- [Exercise instructions]: In the material below, reproduce every line from the one containing "rim shown in this photo." through the end of the material, both ends included, and shift each point coordinate by adding 73 to it.

* START Exercise material *

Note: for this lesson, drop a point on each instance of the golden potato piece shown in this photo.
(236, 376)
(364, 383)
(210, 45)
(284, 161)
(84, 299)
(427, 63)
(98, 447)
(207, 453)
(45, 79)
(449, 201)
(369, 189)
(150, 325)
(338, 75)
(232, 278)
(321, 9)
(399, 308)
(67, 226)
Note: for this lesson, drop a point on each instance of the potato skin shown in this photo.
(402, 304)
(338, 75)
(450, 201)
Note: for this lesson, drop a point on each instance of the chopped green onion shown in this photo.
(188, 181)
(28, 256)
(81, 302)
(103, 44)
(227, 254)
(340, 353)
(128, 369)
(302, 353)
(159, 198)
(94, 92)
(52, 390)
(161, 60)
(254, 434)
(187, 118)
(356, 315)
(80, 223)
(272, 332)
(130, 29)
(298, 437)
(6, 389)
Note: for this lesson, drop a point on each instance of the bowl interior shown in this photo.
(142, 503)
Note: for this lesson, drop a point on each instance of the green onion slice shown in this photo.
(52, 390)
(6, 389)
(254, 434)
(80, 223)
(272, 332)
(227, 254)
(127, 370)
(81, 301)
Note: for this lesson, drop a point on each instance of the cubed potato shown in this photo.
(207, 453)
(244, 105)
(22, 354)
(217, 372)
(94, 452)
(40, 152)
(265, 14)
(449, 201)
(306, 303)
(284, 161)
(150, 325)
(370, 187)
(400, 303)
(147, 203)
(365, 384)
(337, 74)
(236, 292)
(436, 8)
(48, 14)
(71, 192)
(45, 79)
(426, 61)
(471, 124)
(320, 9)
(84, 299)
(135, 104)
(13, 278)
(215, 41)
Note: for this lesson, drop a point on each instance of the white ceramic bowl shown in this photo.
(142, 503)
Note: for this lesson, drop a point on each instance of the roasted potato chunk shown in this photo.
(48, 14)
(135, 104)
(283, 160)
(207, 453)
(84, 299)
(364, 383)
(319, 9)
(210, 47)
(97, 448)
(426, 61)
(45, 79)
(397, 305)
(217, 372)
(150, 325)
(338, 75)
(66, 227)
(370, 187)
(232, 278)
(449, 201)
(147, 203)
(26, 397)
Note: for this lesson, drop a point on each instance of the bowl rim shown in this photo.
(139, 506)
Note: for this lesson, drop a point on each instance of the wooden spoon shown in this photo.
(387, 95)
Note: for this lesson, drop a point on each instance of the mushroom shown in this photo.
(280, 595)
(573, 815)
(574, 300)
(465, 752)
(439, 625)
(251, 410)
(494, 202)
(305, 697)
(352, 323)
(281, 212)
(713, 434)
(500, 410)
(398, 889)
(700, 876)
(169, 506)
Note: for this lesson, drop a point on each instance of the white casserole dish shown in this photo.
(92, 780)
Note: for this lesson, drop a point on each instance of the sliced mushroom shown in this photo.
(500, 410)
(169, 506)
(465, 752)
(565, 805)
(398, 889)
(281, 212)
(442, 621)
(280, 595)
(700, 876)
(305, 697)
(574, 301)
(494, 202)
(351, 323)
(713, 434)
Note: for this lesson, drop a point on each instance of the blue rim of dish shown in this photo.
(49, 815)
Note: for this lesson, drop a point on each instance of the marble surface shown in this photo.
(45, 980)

* END Exercise material *

- [Exercise answer]:
Note: for this lesson, drop a point on each instance of the bowl rim shown in this photo.
(212, 579)
Note: for this lesson, drop a point on each instance of the wooden spoon shown in this photo.
(460, 168)
Note: for this lesson, drop a point on each instance of the mushroom shown in this photo.
(353, 668)
(646, 888)
(647, 373)
(538, 825)
(512, 698)
(324, 483)
(567, 275)
(378, 770)
(425, 396)
(354, 285)
(786, 507)
(573, 483)
(471, 962)
(773, 949)
(242, 579)
Note: for this lesson, drop a point on each instance of the white casserole dish shown in this photo.
(165, 853)
Note: for this lesson, drop a point on each instance of the sliced mushroom shown in this photo.
(573, 483)
(242, 579)
(538, 825)
(638, 878)
(471, 962)
(354, 285)
(515, 694)
(353, 668)
(773, 949)
(378, 770)
(647, 374)
(567, 275)
(424, 396)
(786, 507)
Note: for this lesson, drop a point on each instance of the blue rim of dish shown in this photo.
(122, 888)
Note: for this lesson, drop a point on each instance of the marble surface shown in this photo.
(118, 1053)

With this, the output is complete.